--- Task material Enclosed Below ---

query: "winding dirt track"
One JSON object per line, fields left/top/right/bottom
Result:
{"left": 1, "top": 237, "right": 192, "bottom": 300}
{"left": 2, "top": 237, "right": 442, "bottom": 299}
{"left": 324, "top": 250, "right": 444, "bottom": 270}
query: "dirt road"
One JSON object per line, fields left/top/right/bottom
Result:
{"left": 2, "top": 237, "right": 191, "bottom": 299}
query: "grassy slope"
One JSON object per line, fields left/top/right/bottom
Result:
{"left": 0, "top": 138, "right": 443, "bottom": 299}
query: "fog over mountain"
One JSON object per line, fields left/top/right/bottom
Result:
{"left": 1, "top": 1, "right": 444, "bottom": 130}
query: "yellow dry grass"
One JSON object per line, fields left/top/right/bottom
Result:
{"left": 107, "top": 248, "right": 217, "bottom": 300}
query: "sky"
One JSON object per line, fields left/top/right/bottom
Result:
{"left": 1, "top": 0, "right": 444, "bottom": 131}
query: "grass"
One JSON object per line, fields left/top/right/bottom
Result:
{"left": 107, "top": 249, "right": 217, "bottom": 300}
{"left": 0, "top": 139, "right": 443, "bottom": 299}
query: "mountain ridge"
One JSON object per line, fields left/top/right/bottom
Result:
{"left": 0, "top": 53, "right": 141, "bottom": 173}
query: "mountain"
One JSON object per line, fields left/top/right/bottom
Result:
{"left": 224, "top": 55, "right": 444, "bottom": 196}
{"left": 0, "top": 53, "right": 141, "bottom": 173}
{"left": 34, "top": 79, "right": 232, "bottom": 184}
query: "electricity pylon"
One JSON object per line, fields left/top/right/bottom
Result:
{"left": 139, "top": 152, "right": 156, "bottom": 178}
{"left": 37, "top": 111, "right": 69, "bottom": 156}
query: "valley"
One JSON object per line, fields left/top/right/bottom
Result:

--- End of Enclosed Task material ---

**The task**: The records above need to be output again, verbatim.

**The completed task**:
query: "winding dirt track"
One JSON object per line, fields left/top/right/bottom
Result:
{"left": 1, "top": 237, "right": 192, "bottom": 300}
{"left": 2, "top": 237, "right": 442, "bottom": 299}
{"left": 324, "top": 250, "right": 444, "bottom": 270}
query: "dirt road"
One JSON object per line, fields left/top/right/bottom
Result:
{"left": 2, "top": 237, "right": 191, "bottom": 299}
query: "grassy slope"
One JSON object per line, fields left/top/right/bottom
Result:
{"left": 0, "top": 138, "right": 443, "bottom": 299}
query: "fog over mountain"
One JSON object per line, fields left/top/right/bottom
Result:
{"left": 1, "top": 1, "right": 444, "bottom": 130}
query: "yellow dry grass"
One JSON object per line, fields left/top/right/bottom
Result:
{"left": 107, "top": 248, "right": 217, "bottom": 300}
query: "sky"
One JSON object per line, fields left/top/right/bottom
Result:
{"left": 1, "top": 0, "right": 444, "bottom": 131}
query: "grass"
One JSON object per line, fields left/top/right/bottom
Result:
{"left": 107, "top": 249, "right": 217, "bottom": 300}
{"left": 0, "top": 139, "right": 443, "bottom": 299}
query: "mountain ridge"
One JSON object per line, fields left/top/right/bottom
Result:
{"left": 0, "top": 53, "right": 141, "bottom": 173}
query: "mountain"
One JSON object per line, fields left/top/right/bottom
Result:
{"left": 224, "top": 55, "right": 444, "bottom": 196}
{"left": 0, "top": 53, "right": 141, "bottom": 173}
{"left": 34, "top": 79, "right": 232, "bottom": 184}
query: "electricity pylon"
One JSON object per line, fields left/top/right/bottom
Result:
{"left": 139, "top": 152, "right": 156, "bottom": 178}
{"left": 37, "top": 111, "right": 69, "bottom": 156}
query: "valley"
One JSON object per line, fields left/top/right/bottom
Result:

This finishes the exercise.